> _The problem_:
Begin with the line containing "the flower petal." and copy every line after it to the end of the entries, exactly, leaving out the lines before it.

> _Listed records_:
"""

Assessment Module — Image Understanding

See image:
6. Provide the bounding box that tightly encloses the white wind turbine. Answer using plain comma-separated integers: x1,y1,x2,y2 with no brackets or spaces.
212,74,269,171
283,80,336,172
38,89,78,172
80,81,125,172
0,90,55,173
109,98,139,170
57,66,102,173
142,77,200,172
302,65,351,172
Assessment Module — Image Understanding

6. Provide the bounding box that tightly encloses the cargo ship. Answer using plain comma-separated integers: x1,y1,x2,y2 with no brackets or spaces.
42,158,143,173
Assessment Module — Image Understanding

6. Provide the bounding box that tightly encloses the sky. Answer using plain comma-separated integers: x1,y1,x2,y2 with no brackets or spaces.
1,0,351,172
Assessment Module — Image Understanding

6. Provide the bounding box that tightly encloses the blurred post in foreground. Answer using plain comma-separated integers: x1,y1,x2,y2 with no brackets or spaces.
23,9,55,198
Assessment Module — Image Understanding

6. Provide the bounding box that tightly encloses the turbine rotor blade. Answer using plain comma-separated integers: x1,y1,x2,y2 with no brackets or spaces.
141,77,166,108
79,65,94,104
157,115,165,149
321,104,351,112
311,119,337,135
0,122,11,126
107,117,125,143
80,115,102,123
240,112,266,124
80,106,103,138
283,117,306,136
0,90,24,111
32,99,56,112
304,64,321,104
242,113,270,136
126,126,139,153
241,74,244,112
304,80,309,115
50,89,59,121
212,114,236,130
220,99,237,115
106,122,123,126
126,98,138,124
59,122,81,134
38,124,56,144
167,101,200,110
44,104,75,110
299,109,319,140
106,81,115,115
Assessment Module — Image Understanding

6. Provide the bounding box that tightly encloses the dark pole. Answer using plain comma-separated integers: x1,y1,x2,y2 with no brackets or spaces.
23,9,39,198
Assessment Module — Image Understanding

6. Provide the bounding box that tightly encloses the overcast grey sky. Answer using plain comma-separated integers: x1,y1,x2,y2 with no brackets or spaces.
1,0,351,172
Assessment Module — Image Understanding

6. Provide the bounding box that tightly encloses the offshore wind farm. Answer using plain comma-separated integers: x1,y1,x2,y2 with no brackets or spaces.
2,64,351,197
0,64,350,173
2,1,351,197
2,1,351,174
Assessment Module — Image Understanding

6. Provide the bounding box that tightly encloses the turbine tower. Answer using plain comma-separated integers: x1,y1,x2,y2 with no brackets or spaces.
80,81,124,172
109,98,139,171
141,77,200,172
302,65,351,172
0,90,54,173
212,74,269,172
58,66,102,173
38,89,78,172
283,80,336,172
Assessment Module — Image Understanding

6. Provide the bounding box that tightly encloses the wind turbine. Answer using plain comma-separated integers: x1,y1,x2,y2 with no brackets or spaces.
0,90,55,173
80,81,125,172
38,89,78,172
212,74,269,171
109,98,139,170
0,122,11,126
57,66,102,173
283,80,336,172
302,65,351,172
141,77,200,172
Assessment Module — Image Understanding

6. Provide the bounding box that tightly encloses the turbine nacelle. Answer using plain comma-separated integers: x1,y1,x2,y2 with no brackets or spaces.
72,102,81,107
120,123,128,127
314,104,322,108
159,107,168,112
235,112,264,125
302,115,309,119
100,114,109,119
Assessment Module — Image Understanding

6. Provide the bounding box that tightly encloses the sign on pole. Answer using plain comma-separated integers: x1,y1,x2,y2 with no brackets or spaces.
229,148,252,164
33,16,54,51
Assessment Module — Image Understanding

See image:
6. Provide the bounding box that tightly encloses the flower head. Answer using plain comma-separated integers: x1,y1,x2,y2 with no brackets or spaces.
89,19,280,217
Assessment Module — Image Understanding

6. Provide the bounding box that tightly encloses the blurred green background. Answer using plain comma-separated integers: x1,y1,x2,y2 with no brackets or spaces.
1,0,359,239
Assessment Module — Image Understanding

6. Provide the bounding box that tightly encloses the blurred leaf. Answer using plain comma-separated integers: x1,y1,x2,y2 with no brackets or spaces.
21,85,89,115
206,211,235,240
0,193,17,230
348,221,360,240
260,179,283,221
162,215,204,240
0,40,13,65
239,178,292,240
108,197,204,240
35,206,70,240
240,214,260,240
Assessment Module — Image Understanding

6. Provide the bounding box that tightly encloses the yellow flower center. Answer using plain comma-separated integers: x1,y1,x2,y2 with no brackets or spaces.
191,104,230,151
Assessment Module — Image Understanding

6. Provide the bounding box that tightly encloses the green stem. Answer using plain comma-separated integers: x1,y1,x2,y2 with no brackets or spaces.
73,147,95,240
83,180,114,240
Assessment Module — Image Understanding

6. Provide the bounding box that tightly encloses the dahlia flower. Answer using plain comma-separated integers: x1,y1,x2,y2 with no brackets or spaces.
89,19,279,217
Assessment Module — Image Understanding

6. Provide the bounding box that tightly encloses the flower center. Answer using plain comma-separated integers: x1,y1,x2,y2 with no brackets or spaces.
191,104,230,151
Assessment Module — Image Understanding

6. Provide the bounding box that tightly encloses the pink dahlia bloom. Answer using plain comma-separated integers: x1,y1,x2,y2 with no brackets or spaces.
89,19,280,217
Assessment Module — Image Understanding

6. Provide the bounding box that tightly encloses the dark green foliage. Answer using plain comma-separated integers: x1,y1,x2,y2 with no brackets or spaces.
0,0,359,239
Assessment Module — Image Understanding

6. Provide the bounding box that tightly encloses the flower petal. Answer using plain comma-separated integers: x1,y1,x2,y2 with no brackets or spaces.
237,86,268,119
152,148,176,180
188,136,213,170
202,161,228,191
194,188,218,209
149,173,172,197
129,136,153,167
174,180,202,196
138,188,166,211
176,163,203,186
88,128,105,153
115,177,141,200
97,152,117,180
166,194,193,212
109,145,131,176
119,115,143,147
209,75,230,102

"""

> _Exercise output_:
6. Provide the bounding box that tightly encloses the flower petal. Answer using plain comma-separated integers: x1,y1,x2,y2 with no brackets or spaces.
237,86,268,119
152,148,176,180
188,136,213,170
202,161,228,191
194,188,218,209
149,173,172,197
129,136,153,167
174,180,202,196
138,188,166,211
176,163,203,186
88,128,105,153
115,177,141,200
97,152,117,180
166,194,193,212
109,145,131,176
119,115,143,147
209,75,230,102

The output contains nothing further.